Reproduce word for word everything in the vapor pressure text below, from "2. Calculate the" down to "23.8 mm Hg.".

══ Source extract ══

A nonvolatile solute lowers the vapor pressure of a solvent because solute particles become surrounded by solvent particles when dissolved. This causes the particles of solvent to evaporate (escape to the vapor phase from the liquid phase) less because it requires more energy for the particles to do this since the solvent to solute attractions are strong. So the vapor pressure of a solution is less than that of the pure solvent it was created with.


Pure Solvent                                   Solution

The pure solvent has a higher vapor pressure than the solution as indicated by the pressure gauge on each container.

Francois M. Raoult discovered this phenomenon and created what is called Raoult’s Law. Raoult’s law states that the vapor pressure of a solution at a particular temperature is equal to the vapor pressure of the pure solvent multiplied by the mole fraction of solvent in the solution.1 In equation form it appears as:

Psol = Xsolv P0solv

Xsolv is the mole fraction of the solvent and P0solvent is the vapor pressure of the pure solvent. This equation is very useful for determining the vapor pressure of a solution.

In addition to solutions containing non-volatile solutes, Raoult’s Law may be used for liquid-liquid solutions containing volatile solutes. Volatile solutes are solutes which escape to the vapor phase at standard conditions. In liquid-liquid solutions containing volatile liquid solutes, each substance, the solute and solvent, expresses its own vapor pressure. Therefore, an altered form of Raoult’s Law is necessary for this case. It is presented here as:

Ptotal = XAP0A + XBP0B + …

The subscripts A and B represent two different volatile liquids in the solution.

Sample Problems

1. Calculate the vapor pressure of the solution when 235 grams of sugar (C12H22O11) are added to 650 mL of water at 40°C. The vapor pressure of water at 40°C is 55 mm Hg.

2. Calculate the vapor pressure of the solution when 55 grams of KI are added to 325 mL of water at 25°C. The vapor pressure of water at 25°C is 23.8 mm Hg.

═══
══ Provided material ══

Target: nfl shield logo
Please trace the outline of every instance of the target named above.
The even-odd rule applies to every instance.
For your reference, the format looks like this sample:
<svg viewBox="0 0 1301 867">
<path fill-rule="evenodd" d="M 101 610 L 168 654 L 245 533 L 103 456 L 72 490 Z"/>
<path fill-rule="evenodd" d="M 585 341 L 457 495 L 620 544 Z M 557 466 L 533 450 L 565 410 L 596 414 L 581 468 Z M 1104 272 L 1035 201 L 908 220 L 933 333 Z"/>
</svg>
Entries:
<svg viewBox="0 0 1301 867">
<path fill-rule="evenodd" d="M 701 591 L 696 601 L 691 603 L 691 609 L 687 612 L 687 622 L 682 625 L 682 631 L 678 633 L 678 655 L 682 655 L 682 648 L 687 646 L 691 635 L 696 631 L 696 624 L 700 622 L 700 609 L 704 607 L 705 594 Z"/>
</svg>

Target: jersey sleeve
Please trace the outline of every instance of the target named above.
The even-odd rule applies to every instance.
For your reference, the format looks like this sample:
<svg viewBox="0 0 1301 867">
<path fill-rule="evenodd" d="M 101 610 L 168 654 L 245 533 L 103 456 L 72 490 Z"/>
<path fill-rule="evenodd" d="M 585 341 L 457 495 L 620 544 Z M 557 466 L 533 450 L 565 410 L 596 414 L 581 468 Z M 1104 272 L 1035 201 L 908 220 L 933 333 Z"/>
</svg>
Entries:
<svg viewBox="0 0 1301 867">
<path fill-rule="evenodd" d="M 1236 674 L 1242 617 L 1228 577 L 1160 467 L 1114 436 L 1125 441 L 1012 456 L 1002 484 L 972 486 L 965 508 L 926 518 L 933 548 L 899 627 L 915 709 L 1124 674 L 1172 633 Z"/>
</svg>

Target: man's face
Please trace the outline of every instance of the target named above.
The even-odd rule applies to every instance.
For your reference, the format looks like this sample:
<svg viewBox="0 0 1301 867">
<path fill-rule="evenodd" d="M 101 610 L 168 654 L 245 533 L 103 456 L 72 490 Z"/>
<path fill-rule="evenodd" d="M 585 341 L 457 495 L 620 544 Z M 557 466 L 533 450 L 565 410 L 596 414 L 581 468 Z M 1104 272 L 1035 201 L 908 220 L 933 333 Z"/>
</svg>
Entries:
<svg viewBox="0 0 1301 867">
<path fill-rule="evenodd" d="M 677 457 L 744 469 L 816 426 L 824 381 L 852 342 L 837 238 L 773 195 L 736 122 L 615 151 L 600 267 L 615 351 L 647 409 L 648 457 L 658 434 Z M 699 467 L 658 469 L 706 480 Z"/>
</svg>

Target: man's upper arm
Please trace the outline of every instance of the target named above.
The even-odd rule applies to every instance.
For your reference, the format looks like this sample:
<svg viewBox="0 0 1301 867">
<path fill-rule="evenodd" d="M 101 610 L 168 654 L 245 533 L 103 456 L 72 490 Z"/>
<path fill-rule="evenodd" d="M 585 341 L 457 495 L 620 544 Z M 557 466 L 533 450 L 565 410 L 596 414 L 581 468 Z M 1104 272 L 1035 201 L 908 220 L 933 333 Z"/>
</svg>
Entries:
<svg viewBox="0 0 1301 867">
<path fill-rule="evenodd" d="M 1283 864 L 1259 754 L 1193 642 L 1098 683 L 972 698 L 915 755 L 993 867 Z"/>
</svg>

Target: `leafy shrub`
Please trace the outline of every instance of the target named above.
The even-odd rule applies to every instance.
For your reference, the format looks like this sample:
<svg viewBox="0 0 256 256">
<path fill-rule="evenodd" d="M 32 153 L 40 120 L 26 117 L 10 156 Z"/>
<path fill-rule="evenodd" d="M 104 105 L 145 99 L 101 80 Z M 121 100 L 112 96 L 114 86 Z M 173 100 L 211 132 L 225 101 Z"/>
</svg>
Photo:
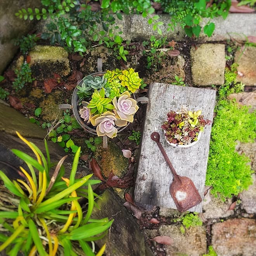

═══

Written solution:
2. Calculate the vapor pressure of the solution when 55 grams of KI are added to 325 mL of water at 25°C. The vapor pressure of water at 25°C is 23.8 mm Hg.